◆ Task prompt
Take the listing below and reproduce it in full. Change nothing.

◆ Dataset extract

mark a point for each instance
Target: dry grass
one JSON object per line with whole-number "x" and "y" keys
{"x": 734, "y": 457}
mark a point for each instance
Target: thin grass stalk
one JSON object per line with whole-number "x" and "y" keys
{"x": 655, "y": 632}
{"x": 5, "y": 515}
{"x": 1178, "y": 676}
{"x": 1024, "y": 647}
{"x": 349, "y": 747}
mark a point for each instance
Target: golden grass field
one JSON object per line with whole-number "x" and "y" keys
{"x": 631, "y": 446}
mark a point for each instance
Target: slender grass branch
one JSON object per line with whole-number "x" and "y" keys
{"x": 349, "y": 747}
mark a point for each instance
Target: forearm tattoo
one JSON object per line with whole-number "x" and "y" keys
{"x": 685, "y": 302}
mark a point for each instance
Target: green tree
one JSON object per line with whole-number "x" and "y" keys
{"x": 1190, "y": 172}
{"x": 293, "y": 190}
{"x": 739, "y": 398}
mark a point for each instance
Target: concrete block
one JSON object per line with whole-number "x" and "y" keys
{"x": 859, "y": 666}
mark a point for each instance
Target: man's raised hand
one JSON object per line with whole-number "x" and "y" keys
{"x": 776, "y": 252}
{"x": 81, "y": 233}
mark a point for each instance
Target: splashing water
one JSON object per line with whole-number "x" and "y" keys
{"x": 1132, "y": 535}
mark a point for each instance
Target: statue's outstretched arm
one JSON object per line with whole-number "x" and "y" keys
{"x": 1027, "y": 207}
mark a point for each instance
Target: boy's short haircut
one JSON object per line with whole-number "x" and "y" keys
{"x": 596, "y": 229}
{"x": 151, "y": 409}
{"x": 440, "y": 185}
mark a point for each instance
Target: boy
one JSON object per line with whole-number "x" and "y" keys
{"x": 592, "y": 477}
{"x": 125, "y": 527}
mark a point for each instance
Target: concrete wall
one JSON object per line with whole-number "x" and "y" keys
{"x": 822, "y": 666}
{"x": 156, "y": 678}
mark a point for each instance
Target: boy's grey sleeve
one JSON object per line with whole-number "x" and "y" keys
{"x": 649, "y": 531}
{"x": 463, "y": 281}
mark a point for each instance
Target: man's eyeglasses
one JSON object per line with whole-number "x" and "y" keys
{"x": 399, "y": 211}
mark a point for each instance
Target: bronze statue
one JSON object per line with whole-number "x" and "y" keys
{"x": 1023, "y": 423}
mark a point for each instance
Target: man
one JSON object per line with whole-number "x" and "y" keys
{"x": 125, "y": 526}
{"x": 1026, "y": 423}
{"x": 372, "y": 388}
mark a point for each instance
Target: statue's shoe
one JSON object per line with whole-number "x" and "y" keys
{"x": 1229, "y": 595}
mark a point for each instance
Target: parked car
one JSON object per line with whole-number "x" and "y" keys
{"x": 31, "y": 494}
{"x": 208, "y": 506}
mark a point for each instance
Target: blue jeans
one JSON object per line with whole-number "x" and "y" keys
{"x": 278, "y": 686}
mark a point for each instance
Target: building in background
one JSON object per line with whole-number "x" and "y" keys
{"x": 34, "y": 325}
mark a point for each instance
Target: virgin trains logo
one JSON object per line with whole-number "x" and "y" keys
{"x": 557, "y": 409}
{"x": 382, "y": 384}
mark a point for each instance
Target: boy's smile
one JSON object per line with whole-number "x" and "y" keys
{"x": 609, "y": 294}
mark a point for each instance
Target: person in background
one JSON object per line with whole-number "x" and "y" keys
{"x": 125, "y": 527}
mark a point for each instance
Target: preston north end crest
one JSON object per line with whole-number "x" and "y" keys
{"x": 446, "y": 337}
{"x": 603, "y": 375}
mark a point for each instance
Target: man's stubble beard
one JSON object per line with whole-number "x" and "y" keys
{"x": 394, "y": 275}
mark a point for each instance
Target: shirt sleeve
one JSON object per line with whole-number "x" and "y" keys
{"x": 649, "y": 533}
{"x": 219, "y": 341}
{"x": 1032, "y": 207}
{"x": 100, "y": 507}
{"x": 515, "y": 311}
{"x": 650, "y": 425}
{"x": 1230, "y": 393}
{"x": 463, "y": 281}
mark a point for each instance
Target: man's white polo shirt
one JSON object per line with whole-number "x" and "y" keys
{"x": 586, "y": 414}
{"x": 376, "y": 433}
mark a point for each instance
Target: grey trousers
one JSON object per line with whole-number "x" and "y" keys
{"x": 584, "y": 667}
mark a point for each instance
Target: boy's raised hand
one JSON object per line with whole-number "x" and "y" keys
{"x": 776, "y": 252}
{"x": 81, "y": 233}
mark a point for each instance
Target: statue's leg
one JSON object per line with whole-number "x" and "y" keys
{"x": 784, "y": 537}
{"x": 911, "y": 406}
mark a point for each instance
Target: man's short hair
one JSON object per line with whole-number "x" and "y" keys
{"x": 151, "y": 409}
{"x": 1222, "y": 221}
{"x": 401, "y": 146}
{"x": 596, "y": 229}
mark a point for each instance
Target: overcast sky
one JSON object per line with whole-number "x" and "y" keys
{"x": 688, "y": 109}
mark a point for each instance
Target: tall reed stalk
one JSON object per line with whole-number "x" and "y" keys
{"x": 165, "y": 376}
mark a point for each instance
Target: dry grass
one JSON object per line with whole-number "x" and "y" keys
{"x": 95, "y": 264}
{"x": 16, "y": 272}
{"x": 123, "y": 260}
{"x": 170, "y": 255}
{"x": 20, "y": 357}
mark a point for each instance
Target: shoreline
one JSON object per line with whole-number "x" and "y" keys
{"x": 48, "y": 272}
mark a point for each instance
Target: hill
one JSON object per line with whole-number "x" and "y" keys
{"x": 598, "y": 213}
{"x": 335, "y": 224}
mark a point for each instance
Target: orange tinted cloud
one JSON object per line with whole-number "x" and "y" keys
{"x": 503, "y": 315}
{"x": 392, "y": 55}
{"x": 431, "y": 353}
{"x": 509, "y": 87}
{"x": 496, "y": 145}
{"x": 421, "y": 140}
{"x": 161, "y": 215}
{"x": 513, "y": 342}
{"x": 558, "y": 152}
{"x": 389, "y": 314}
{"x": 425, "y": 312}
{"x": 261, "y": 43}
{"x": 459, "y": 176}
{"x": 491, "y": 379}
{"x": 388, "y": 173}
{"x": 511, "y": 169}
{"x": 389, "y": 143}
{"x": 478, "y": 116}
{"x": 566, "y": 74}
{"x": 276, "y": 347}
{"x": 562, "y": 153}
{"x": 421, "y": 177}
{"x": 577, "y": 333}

◆ Result of this task
mark a point for each instance
Target: dry grass
one JSON object per line with whole-number "x" and "y" keys
{"x": 734, "y": 457}
mark a point for each instance
Target: thin grass stalk
one JSON object per line with whole-number "x" and "y" keys
{"x": 655, "y": 632}
{"x": 5, "y": 515}
{"x": 1178, "y": 676}
{"x": 1024, "y": 647}
{"x": 349, "y": 747}
mark a point for each instance
Target: golden grass field
one JSON object per line with whole-number "x" and "y" keys
{"x": 631, "y": 446}
mark a point for each instance
Target: slender grass branch
one JSON object per line with whole-number "x" and "y" keys
{"x": 349, "y": 747}
mark a point for each instance
Target: forearm tattoo
one JSON object per line with whole-number "x" and "y" keys
{"x": 685, "y": 302}
mark a point for each instance
Target: green tree
one JSON object per line with whole-number "x" and "y" keys
{"x": 1190, "y": 172}
{"x": 293, "y": 190}
{"x": 739, "y": 398}
mark a point for each instance
Target: concrete block
one JSON object per line with whole-number "x" and "y" keys
{"x": 859, "y": 666}
mark a point for each instance
Target: man's raised hand
one JSON object per line with whole-number "x" and "y" keys
{"x": 776, "y": 252}
{"x": 81, "y": 233}
mark a point for each instance
Target: splashing water
one JSON object per line with whole-number "x" and "y" keys
{"x": 1132, "y": 535}
mark a point for each instance
Target: statue's outstretched arm
one JSON object per line with whole-number "x" and "y" keys
{"x": 1027, "y": 207}
mark a point for each instance
Target: boy's short haircut
one JSON object per line with whole-number "x" and "y" keys
{"x": 596, "y": 229}
{"x": 151, "y": 409}
{"x": 440, "y": 185}
mark a point for each instance
Target: boy
one JSON object per line with whole-number "x" and "y" keys
{"x": 592, "y": 477}
{"x": 125, "y": 527}
mark a point for each instance
Target: concrete wall
one JSON object per line with whole-number "x" and "y" keys
{"x": 822, "y": 666}
{"x": 156, "y": 678}
mark a point for each instance
Target: boy's grey sleeve
one JSON object per line with whole-number "x" and "y" keys
{"x": 649, "y": 531}
{"x": 463, "y": 281}
mark a point for each instance
Target: man's eyeglasses
one JSON object per line with whole-number "x" and "y" keys
{"x": 399, "y": 211}
mark a point for each instance
Target: bronze statue
one JSON object per line with whole-number "x" and "y" keys
{"x": 1023, "y": 423}
mark a point for each instance
Target: man
one JSON object per line with whole-number "x" and "y" keys
{"x": 125, "y": 526}
{"x": 1026, "y": 423}
{"x": 372, "y": 388}
mark a point for each instance
Target: statue's shoe
one JSON object per line with whole-number "x" and "y" keys
{"x": 1229, "y": 595}
mark a point for each instance
Target: parked car
one JSON object per line with whole-number "x" and "y" keys
{"x": 31, "y": 494}
{"x": 208, "y": 506}
mark a point for each instance
Target: blue jeans
one JSON object per line with whole-number "x" and "y" keys
{"x": 278, "y": 686}
mark a point for each instance
Target: building in background
one JSON object per line with whole-number "x" and "y" keys
{"x": 34, "y": 325}
mark a point for each instance
Target: virgin trains logo
one JSON object per line with whole-number "x" and "y" keys
{"x": 557, "y": 409}
{"x": 382, "y": 384}
mark a point for each instance
Target: boy's smile
one JSON object per line with whole-number "x" and "y" keys
{"x": 609, "y": 294}
mark a point for each instance
Target: person in background
one JSON object per line with whole-number "x" and "y" keys
{"x": 125, "y": 527}
mark a point for each instance
Target: preston north end crest
one JSON object per line with whole-number "x" and "y" keys
{"x": 446, "y": 337}
{"x": 603, "y": 375}
mark a point for each instance
Target: man's stubble beard
one JSON object per line with whole-number "x" and "y" keys
{"x": 394, "y": 275}
mark a point for each instance
Target: shirt sleeve
one JSON object per line with whole-number "x" and "y" keys
{"x": 649, "y": 533}
{"x": 219, "y": 341}
{"x": 1032, "y": 207}
{"x": 100, "y": 507}
{"x": 515, "y": 311}
{"x": 650, "y": 425}
{"x": 1230, "y": 393}
{"x": 463, "y": 281}
mark a point for each instance
Target: man's white polo shirt
one JSON object per line with whole-number "x" and "y" keys
{"x": 586, "y": 414}
{"x": 376, "y": 433}
mark a point for each instance
Target: grey trousers
one JSON object per line with whole-number "x" and "y" keys
{"x": 584, "y": 667}
mark a point for each instance
Target: boy's raised hand
one JSON object per line with whole-number "x" and "y" keys
{"x": 776, "y": 252}
{"x": 81, "y": 233}
mark a point for each instance
Target: statue's leg
one JSON object per line with whole-number "x" and "y" keys
{"x": 784, "y": 537}
{"x": 911, "y": 406}
mark a point for each instance
Target: man's short hair
one JSON object per line with whole-number "x" and "y" keys
{"x": 151, "y": 409}
{"x": 1222, "y": 221}
{"x": 401, "y": 146}
{"x": 596, "y": 229}
mark a point for each instance
Target: overcast sky
one JSON object per line with whole-number "x" and "y" keys
{"x": 688, "y": 109}
mark a point for each instance
Target: tall reed stalk
one JSON object per line with whole-number "x" and "y" keys
{"x": 165, "y": 376}
mark a point for each instance
Target: dry grass
one JSON object per line with whole-number "x" and "y" keys
{"x": 95, "y": 264}
{"x": 16, "y": 272}
{"x": 123, "y": 260}
{"x": 170, "y": 255}
{"x": 20, "y": 357}
mark a point for each instance
Target: shoreline
one JSON object per line with whole-number "x" and "y" keys
{"x": 48, "y": 272}
mark a point for each instance
Target: hill
one JSON object per line with whole-number "x" and "y" keys
{"x": 598, "y": 213}
{"x": 335, "y": 224}
mark a point for each instance
Target: orange tinted cloud
one JSON object per line with whole-number "x" and "y" keys
{"x": 503, "y": 315}
{"x": 392, "y": 55}
{"x": 431, "y": 353}
{"x": 509, "y": 87}
{"x": 496, "y": 145}
{"x": 421, "y": 140}
{"x": 161, "y": 215}
{"x": 513, "y": 342}
{"x": 558, "y": 152}
{"x": 389, "y": 314}
{"x": 425, "y": 312}
{"x": 261, "y": 43}
{"x": 459, "y": 176}
{"x": 491, "y": 379}
{"x": 388, "y": 173}
{"x": 511, "y": 169}
{"x": 389, "y": 143}
{"x": 478, "y": 116}
{"x": 566, "y": 74}
{"x": 276, "y": 347}
{"x": 562, "y": 153}
{"x": 421, "y": 177}
{"x": 577, "y": 333}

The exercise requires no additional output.